● **AIM OF THE TASK**
How many of the lines below contain the word "floor"? Reply with only the number.

● **PROVIDED RECORDS**
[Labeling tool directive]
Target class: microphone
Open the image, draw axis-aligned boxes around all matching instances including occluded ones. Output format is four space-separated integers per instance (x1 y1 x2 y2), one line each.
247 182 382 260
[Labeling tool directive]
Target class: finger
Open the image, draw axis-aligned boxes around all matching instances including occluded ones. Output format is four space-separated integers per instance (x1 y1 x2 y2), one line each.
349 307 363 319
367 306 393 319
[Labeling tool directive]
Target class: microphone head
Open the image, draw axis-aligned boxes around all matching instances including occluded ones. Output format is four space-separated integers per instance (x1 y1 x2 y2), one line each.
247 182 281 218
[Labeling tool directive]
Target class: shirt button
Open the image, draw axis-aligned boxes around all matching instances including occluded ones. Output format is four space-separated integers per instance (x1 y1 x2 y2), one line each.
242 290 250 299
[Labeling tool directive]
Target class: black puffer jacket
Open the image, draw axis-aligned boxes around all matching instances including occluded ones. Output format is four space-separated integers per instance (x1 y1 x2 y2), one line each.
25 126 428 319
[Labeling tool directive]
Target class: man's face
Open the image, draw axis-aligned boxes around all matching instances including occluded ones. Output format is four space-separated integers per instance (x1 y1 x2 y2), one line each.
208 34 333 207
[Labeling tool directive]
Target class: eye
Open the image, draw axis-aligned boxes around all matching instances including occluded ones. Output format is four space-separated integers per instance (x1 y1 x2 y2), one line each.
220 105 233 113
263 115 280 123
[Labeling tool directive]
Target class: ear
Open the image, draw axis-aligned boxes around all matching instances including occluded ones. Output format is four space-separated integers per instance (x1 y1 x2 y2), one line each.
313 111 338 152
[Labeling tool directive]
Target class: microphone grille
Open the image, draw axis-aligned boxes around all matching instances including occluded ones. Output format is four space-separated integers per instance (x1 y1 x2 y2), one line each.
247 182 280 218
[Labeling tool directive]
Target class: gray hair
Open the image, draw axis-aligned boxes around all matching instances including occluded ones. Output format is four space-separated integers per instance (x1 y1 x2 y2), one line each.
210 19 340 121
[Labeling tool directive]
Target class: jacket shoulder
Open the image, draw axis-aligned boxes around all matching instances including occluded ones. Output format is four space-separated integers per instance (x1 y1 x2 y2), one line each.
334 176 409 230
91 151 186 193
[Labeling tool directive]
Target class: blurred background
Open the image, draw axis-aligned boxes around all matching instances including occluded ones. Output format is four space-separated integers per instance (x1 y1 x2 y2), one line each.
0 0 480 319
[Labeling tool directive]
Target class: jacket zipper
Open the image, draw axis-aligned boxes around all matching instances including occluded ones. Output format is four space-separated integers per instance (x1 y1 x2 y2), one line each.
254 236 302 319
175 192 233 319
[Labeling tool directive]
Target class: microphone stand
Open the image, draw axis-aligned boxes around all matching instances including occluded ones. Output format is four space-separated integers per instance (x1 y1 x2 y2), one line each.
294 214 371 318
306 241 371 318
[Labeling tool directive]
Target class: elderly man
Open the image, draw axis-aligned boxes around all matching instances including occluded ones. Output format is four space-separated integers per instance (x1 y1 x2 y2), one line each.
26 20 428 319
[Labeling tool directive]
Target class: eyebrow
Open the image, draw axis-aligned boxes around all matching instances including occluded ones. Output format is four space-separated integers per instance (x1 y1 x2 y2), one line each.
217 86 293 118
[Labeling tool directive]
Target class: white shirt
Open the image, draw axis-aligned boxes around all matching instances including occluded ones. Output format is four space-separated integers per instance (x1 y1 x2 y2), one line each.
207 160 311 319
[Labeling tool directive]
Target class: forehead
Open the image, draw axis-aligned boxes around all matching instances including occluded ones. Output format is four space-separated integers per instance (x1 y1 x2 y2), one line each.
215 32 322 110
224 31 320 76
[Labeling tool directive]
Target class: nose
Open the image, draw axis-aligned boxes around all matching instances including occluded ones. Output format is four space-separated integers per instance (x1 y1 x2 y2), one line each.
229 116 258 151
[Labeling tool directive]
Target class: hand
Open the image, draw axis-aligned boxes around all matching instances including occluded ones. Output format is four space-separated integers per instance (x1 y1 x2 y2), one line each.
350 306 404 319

...

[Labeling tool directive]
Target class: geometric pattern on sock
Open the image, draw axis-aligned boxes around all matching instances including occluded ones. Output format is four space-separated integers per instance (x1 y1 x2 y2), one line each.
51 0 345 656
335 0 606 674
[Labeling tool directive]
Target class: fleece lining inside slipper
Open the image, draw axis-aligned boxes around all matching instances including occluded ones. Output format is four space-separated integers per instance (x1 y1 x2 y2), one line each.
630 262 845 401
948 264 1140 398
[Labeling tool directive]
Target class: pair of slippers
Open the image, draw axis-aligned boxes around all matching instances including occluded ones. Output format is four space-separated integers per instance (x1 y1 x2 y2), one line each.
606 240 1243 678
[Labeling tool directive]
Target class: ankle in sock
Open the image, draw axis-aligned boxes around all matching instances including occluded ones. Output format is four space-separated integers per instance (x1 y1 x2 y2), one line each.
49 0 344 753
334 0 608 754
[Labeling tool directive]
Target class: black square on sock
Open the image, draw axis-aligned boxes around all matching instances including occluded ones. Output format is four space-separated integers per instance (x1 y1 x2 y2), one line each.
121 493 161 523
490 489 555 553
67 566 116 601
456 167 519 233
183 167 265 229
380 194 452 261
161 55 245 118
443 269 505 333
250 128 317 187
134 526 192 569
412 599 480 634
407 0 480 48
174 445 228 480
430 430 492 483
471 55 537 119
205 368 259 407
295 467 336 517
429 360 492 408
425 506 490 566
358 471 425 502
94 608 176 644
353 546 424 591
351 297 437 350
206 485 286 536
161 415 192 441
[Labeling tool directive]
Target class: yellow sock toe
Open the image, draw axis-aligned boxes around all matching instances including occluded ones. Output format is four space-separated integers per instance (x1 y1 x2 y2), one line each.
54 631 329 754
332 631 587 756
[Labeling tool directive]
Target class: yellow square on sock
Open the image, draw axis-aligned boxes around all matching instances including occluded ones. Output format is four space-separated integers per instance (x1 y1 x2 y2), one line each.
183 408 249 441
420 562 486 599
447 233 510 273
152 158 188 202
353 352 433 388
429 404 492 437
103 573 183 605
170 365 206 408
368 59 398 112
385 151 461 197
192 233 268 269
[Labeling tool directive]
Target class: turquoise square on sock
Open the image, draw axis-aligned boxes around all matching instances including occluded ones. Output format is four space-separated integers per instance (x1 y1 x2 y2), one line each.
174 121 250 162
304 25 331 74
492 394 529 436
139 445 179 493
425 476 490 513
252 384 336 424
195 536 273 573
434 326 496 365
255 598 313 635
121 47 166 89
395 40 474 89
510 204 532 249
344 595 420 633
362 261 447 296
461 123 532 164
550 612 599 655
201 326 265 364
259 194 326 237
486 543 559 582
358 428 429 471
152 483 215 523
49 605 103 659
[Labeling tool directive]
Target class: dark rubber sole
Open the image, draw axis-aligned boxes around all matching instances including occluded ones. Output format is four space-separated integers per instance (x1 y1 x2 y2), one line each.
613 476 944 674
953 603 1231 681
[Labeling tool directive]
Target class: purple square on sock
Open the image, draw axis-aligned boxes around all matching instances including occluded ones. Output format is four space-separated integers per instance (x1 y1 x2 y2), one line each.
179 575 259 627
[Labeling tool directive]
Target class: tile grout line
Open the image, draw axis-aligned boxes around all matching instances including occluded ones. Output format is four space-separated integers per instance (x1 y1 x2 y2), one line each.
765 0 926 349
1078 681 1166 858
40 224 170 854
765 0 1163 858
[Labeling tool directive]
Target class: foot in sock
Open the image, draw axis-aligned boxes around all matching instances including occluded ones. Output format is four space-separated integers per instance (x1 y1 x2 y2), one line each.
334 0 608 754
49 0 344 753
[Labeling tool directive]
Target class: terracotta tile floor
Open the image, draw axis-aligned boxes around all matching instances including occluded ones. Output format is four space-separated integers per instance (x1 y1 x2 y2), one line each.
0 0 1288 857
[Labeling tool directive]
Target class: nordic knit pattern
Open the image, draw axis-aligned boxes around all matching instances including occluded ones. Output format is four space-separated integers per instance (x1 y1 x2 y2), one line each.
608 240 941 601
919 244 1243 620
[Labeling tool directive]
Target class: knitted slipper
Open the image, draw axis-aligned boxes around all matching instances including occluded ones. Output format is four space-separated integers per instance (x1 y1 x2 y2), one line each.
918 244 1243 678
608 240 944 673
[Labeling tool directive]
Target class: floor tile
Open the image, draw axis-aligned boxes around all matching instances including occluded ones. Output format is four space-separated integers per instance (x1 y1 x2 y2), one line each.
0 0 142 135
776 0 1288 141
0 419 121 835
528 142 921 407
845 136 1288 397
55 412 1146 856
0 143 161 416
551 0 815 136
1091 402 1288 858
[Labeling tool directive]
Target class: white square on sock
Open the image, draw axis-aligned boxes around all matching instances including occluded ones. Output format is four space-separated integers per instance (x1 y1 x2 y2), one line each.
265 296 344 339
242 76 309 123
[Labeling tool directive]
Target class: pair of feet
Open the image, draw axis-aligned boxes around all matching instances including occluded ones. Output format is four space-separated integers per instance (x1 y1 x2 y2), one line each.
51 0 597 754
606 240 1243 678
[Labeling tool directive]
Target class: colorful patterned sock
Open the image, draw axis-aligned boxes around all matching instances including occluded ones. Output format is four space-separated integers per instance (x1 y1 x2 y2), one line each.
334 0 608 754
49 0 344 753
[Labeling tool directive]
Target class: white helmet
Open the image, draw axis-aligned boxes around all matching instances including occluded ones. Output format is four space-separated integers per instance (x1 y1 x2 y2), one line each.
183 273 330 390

---

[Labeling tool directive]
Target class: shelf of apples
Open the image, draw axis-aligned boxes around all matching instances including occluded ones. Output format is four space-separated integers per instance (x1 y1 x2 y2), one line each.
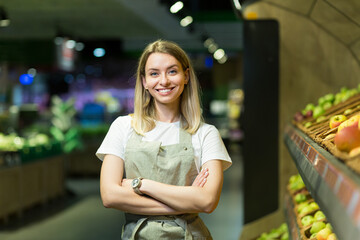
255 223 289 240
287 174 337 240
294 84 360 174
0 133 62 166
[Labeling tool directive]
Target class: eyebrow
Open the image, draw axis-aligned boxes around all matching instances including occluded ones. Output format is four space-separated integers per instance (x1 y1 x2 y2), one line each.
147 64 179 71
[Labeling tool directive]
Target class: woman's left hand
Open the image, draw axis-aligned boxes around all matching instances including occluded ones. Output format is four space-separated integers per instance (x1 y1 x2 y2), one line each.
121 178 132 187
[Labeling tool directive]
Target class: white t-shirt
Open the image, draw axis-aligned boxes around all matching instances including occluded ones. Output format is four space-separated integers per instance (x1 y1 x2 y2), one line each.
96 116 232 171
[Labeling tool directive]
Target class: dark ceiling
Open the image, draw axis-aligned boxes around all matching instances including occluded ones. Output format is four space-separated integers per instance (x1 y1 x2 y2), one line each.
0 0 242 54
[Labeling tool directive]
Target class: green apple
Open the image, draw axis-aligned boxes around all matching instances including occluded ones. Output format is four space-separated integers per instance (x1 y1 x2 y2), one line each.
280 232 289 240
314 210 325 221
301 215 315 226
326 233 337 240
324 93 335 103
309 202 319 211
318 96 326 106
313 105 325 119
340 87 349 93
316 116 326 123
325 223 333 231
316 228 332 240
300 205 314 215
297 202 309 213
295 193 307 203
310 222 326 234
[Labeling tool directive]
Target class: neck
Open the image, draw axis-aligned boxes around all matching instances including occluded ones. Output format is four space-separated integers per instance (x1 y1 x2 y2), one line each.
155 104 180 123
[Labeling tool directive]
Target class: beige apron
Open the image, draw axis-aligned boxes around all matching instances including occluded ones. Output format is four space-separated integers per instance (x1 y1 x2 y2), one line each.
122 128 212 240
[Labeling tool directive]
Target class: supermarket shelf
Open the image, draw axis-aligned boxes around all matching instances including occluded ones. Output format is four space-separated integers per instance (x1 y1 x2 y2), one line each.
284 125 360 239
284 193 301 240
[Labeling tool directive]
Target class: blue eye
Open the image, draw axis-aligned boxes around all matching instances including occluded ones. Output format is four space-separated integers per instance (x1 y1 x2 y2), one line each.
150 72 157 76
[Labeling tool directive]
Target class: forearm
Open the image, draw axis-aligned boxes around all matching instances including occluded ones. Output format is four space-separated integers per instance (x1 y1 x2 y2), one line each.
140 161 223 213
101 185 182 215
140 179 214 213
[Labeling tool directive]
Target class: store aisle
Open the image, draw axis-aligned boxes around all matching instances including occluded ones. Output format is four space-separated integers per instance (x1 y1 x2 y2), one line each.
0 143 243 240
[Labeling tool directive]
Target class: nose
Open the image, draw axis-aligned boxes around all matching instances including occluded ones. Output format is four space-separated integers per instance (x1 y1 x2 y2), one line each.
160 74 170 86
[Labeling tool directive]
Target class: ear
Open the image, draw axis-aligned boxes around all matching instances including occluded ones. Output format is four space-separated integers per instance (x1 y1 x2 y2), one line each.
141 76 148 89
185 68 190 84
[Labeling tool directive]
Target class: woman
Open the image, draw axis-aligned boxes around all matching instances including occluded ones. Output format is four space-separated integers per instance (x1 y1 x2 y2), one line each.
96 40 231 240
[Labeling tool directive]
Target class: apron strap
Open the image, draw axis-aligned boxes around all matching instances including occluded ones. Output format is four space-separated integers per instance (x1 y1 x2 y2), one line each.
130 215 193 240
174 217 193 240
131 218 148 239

● **FINAL RESULT**
2